**What this task involves:**
Rewrite every line below, from the line containing "stand leg occupies." down to the line containing "[159,104,233,159]". Copy the wording lines unchanged and add 21 to each bounding-box coordinate in the answers, covering only that stretch.

**Input for this task:**
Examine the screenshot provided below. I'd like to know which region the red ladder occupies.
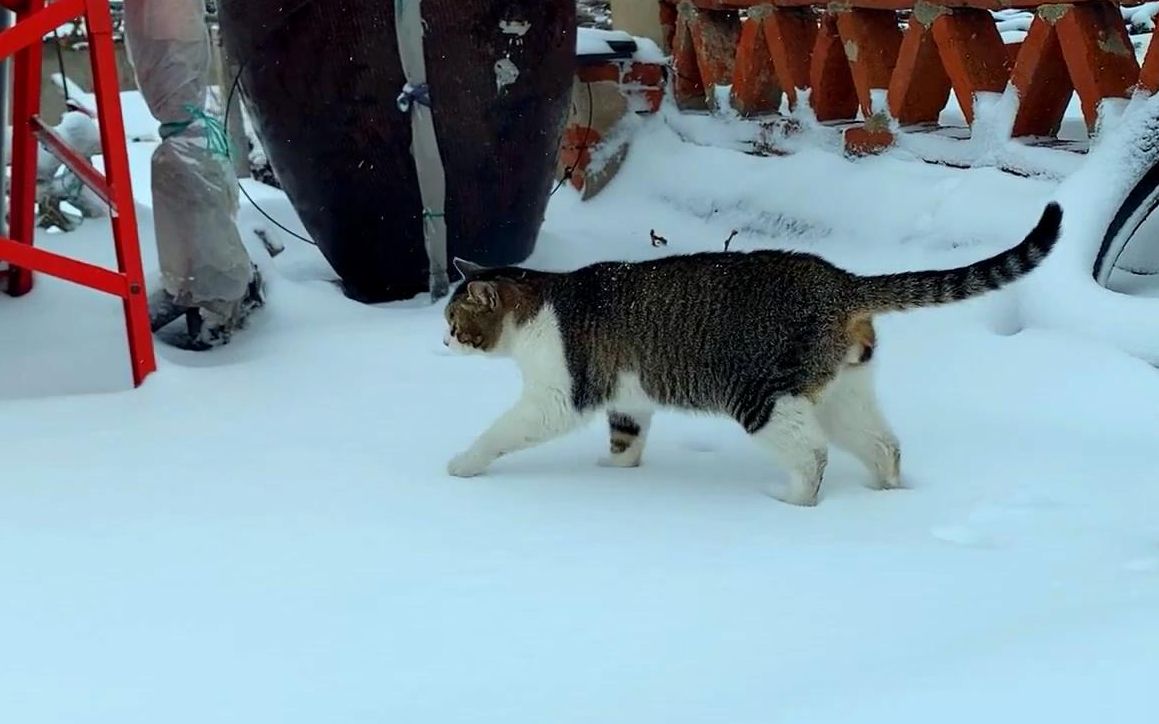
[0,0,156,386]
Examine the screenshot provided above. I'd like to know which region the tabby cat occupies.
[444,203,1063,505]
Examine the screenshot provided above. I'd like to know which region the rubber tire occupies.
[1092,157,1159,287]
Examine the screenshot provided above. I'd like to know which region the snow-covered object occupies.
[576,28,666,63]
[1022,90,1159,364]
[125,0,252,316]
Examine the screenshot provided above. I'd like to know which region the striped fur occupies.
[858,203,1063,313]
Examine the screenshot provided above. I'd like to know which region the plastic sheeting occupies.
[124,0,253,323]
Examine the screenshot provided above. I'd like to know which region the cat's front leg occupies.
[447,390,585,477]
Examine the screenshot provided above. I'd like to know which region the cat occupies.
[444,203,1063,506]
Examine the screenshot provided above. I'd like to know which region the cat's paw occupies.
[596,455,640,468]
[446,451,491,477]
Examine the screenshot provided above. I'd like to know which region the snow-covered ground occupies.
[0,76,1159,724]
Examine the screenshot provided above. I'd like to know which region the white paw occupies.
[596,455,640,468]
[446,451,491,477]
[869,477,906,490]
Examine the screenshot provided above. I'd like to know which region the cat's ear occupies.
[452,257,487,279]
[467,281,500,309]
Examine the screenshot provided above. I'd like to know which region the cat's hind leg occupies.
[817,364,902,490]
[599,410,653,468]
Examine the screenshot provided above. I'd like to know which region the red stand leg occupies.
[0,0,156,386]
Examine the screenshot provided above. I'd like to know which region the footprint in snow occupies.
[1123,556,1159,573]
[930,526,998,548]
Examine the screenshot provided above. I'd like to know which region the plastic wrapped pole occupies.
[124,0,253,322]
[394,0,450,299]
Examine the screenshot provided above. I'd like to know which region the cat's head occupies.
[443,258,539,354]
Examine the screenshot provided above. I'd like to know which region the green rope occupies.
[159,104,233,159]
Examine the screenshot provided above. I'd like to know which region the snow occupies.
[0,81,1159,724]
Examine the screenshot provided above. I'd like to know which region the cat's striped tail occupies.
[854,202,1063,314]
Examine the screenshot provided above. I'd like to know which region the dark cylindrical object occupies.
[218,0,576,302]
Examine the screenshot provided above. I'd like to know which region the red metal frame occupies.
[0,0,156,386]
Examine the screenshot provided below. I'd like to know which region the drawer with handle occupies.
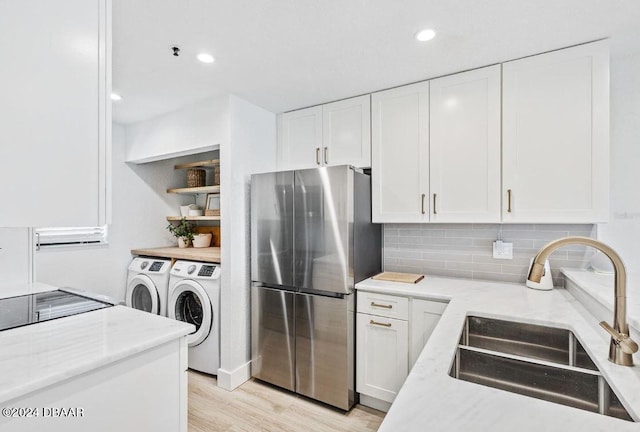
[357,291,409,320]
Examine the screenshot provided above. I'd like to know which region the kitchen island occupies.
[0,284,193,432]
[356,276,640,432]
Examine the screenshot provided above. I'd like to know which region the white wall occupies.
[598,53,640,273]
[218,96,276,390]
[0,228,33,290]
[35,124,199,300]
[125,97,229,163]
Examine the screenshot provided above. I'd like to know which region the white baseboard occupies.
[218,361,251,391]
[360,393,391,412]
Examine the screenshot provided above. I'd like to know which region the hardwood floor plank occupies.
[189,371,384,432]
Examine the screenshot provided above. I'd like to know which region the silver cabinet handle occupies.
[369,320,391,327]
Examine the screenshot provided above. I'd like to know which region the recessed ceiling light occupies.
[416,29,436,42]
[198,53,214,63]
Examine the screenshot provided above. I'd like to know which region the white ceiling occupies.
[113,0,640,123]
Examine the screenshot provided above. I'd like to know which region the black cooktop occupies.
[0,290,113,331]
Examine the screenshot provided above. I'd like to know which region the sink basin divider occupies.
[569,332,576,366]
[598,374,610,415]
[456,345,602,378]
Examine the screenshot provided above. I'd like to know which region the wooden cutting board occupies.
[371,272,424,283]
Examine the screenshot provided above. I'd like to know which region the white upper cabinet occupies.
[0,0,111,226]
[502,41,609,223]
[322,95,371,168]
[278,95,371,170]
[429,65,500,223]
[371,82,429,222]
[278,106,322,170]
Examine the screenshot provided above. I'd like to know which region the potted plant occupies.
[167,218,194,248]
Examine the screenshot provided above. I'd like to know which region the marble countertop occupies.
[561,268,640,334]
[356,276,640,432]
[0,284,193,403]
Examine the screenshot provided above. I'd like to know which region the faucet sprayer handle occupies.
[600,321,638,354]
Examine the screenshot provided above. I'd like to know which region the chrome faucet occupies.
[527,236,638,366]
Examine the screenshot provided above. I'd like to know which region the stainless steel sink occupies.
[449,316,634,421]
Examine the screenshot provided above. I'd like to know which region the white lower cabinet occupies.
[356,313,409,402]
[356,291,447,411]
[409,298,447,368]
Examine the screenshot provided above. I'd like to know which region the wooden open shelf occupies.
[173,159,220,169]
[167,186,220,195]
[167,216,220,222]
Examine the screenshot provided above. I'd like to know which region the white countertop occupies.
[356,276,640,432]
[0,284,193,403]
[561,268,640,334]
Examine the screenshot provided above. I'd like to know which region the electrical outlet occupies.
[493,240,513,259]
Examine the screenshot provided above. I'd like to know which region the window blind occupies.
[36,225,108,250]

**Reply:**
Examine the screenshot provided above. I'd like to know which region the red stand leg occupies.
[21,21,177,407]
Examine the screenshot provided above. I'd like to know which region the footprint in snow occupies.
[1144,577,1180,594]
[951,547,1019,569]
Examine the screenshot provided above. I'd like to know which region the plastic wrapped pole occupies.
[145,21,274,343]
[415,21,471,320]
Examine the screenshot provided above. I'd like to know which region the cat's head occupies.
[464,279,560,375]
Examine the screenshot provided above. I'd like to know which region the green rope occupies.
[180,125,254,180]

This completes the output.